Collected data entries:
************

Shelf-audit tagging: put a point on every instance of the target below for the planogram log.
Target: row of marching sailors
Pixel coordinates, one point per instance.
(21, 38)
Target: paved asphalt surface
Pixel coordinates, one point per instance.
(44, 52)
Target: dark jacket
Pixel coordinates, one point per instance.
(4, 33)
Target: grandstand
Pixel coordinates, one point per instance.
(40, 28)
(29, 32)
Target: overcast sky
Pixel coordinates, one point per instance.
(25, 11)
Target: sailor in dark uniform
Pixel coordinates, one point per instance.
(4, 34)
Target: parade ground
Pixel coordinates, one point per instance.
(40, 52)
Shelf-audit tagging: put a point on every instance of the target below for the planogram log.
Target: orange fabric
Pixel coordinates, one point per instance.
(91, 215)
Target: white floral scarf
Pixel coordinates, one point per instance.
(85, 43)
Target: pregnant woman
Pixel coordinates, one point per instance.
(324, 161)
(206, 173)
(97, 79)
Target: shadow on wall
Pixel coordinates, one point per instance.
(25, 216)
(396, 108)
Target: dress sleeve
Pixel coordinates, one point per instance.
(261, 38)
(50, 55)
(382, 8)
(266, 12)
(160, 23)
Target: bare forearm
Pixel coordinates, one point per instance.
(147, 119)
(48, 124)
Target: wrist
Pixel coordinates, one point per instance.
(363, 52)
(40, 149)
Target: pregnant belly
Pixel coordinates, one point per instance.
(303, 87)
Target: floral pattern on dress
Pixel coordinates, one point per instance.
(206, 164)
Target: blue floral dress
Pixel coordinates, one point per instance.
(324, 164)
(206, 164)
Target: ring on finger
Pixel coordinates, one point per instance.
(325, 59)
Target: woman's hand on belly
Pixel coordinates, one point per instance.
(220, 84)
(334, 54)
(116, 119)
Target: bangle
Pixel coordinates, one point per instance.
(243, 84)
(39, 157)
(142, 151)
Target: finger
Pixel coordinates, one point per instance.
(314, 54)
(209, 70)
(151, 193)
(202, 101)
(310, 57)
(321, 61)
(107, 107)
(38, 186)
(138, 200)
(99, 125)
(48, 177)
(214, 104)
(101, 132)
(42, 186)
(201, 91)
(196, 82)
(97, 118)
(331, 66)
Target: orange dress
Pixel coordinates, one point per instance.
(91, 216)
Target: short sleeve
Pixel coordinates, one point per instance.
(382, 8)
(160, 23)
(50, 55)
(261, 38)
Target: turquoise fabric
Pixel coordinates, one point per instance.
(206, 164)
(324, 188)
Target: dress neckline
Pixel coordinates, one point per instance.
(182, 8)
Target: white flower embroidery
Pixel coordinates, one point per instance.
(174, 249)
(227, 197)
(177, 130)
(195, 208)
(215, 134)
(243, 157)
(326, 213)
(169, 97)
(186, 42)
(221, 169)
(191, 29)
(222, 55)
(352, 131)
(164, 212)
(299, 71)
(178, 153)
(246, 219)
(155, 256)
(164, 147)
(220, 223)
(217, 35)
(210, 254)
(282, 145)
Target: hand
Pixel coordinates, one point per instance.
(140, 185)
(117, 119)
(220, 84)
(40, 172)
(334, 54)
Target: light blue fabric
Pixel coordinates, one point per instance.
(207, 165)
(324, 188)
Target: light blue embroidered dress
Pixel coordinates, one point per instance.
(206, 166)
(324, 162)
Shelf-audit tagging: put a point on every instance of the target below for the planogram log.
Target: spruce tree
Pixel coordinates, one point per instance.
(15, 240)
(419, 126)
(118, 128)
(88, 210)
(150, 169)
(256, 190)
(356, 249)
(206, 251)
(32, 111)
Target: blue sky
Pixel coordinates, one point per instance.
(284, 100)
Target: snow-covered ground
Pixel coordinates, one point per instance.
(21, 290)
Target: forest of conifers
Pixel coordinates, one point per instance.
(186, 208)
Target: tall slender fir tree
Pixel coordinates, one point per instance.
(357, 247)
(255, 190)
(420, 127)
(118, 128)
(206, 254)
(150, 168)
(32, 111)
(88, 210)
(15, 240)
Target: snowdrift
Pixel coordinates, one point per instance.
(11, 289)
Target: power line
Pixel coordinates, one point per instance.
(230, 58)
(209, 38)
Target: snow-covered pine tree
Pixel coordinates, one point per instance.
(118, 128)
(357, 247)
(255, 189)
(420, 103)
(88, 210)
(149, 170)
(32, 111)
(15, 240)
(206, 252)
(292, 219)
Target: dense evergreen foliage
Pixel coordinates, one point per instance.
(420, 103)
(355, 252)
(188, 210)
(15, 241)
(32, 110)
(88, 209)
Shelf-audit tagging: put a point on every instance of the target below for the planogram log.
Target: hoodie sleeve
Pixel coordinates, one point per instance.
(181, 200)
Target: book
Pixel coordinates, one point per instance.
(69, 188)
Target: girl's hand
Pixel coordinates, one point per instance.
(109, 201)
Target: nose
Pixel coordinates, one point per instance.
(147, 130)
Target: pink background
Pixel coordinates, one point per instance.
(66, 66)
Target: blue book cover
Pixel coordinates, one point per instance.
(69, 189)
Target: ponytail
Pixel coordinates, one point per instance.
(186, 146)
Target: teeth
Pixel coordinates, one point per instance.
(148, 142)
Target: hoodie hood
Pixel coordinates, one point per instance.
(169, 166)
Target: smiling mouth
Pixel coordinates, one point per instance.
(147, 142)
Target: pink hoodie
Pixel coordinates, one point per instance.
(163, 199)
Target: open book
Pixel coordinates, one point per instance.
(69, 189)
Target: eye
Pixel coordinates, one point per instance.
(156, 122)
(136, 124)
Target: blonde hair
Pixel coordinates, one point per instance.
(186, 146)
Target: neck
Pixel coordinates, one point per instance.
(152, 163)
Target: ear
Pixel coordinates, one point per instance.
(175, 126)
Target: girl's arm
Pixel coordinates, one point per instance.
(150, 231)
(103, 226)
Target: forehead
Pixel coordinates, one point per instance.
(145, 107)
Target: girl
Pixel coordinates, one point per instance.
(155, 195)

************

Restate the data above exactly, keeping each word as it stands.

Finished task »
Shelf-audit tagging: put a point on every instance of the target below for the planogram log.
Target: row of marching sailors
Pixel coordinates, one point per instance.
(21, 38)
Target: paved asphalt surface
Pixel coordinates, one point per instance.
(44, 52)
Target: dark jacket
Pixel coordinates, one point per instance.
(4, 33)
Target: grandstand
Pixel coordinates, one point per instance.
(40, 28)
(29, 32)
Target: overcast sky
Pixel coordinates, one point per instance.
(25, 11)
Target: sailor in dark uniform
Pixel coordinates, one point per instance.
(4, 34)
Target: parade ground
Pixel coordinates, one point per instance.
(40, 52)
Shelf-audit tagging: put a point on every instance of the target below for the planogram log.
Target: orange fabric
Pixel coordinates, one point per instance.
(91, 215)
Target: white floral scarf
Pixel coordinates, one point per instance.
(85, 43)
Target: pregnant woman
Pixel coordinates, one point per instance.
(324, 161)
(206, 173)
(97, 79)
Target: shadow on wall
Pixel coordinates, one point per instance.
(25, 216)
(396, 108)
Target: dress sleeve
Pixel coordinates, one point per instance.
(261, 38)
(50, 55)
(382, 8)
(266, 12)
(160, 23)
Target: bare forearm
Pixel coordinates, one point per instance.
(147, 119)
(48, 124)
Target: wrist
Pixel coordinates, one point per instance.
(363, 52)
(40, 149)
Target: pregnant belly
Pixel coordinates, one point per instance.
(303, 87)
Target: floral pattern on dress
Pixel coordinates, one point per instance.
(206, 164)
Target: blue floral dress
Pixel coordinates, one point per instance.
(324, 164)
(206, 164)
Target: ring on finger
Pixel coordinates, one point per instance.
(325, 59)
Target: woman's hand on belly
Pixel coordinates, one point per instance.
(220, 84)
(334, 54)
(116, 119)
Target: bangle
Pixel coordinates, one point per instance.
(243, 84)
(39, 157)
(142, 151)
Target: finger
Pixel coordinates, one point per instance.
(314, 54)
(209, 70)
(151, 193)
(202, 101)
(310, 57)
(321, 61)
(107, 107)
(38, 186)
(138, 200)
(99, 125)
(48, 177)
(214, 104)
(101, 132)
(42, 186)
(201, 91)
(196, 82)
(97, 118)
(331, 66)
Target: orange dress
Pixel coordinates, one point per instance.
(91, 216)
Target: short sleeve
Pixel coordinates, one point per instance.
(382, 8)
(160, 23)
(50, 55)
(261, 38)
Target: turquoise fabric
Pixel coordinates, one point per instance.
(206, 164)
(324, 188)
Target: dress neckline
Pixel coordinates, one point per instance.
(182, 8)
Target: white flower embroidery
Pixel coordinates, one point per instance.
(174, 249)
(227, 197)
(177, 130)
(195, 208)
(215, 134)
(243, 157)
(326, 213)
(169, 97)
(186, 42)
(221, 169)
(191, 29)
(222, 55)
(352, 131)
(164, 212)
(299, 71)
(178, 153)
(246, 219)
(155, 256)
(164, 147)
(220, 223)
(217, 35)
(210, 254)
(282, 145)
Target: hand
Pixel coordinates, one point per instance.
(140, 185)
(117, 119)
(220, 84)
(40, 172)
(334, 54)
Target: light blue fabric
Pixel coordinates, one point per instance.
(207, 165)
(324, 188)
Target: light blue embroidered dress
Pixel coordinates, one point per instance.
(206, 166)
(324, 162)
Shelf-audit tagging: put a point on every instance of the target below for the planogram log.
Target: spruce tree
Pixel coordinates, one point per instance.
(15, 240)
(419, 126)
(118, 128)
(88, 210)
(150, 169)
(256, 190)
(356, 249)
(206, 251)
(32, 111)
Target: blue sky
Pixel coordinates, one point per instance.
(284, 100)
Target: snow-covered ground
Pixel coordinates, one point per instance.
(21, 290)
Target: forest of conifers
Pixel coordinates, one point per instance.
(186, 208)
Target: tall slender fir tree
Pixel coordinates, one point per instance.
(357, 247)
(255, 190)
(420, 127)
(118, 128)
(206, 254)
(150, 168)
(32, 111)
(88, 210)
(15, 240)
Target: snowdrift
Pixel coordinates, one point per instance.
(11, 289)
Target: power line
Pixel coordinates, one point per instance.
(230, 58)
(209, 38)
Target: snow-covered pine tree
Pixel coordinates, one point per instance.
(118, 128)
(357, 247)
(255, 189)
(420, 103)
(88, 210)
(149, 170)
(32, 111)
(15, 240)
(206, 252)
(292, 219)
Target: dense evergreen foliage
Pixel coordinates, one point per instance.
(420, 103)
(355, 252)
(188, 210)
(15, 241)
(32, 110)
(88, 209)
Shelf-audit tagging: put a point on every instance of the target below for the planogram log.
Target: hoodie sleeve
Pixel coordinates, one point per instance.
(181, 200)
Target: book
Pixel coordinates, one point per instance.
(69, 188)
Target: girl's hand
Pixel coordinates, one point per instance.
(109, 201)
Target: nose
Pixel coordinates, one point per instance.
(147, 130)
Target: pink background
Pixel coordinates, one point per instance.
(66, 66)
Target: blue book cover
Pixel coordinates, one point per instance.
(69, 189)
Target: ponytail
Pixel coordinates, one point per instance.
(186, 146)
Target: teeth
Pixel coordinates, one point per instance.
(148, 142)
Target: hoodie hood
Pixel coordinates, one point per instance.
(169, 166)
Target: smiling mouth
Pixel coordinates, one point per instance.
(147, 142)
Target: pink hoodie
Pixel coordinates, one point per instance.
(163, 199)
Target: open book
Pixel coordinates, one point per instance.
(69, 189)
Target: eye
Pixel coordinates, one point per instance.
(156, 122)
(136, 124)
Target: blonde hair
Pixel coordinates, one point per instance.
(186, 146)
Target: neck
Pixel coordinates, one point per instance.
(152, 163)
Target: ear
Pixel coordinates, one point per instance.
(175, 126)
Target: girl's arm
Pixel coordinates, one point per instance.
(150, 231)
(103, 226)
Target: forehead
Pixel coordinates, one point per instance.
(145, 107)
Target: girl
Pixel coordinates, one point per instance.
(155, 195)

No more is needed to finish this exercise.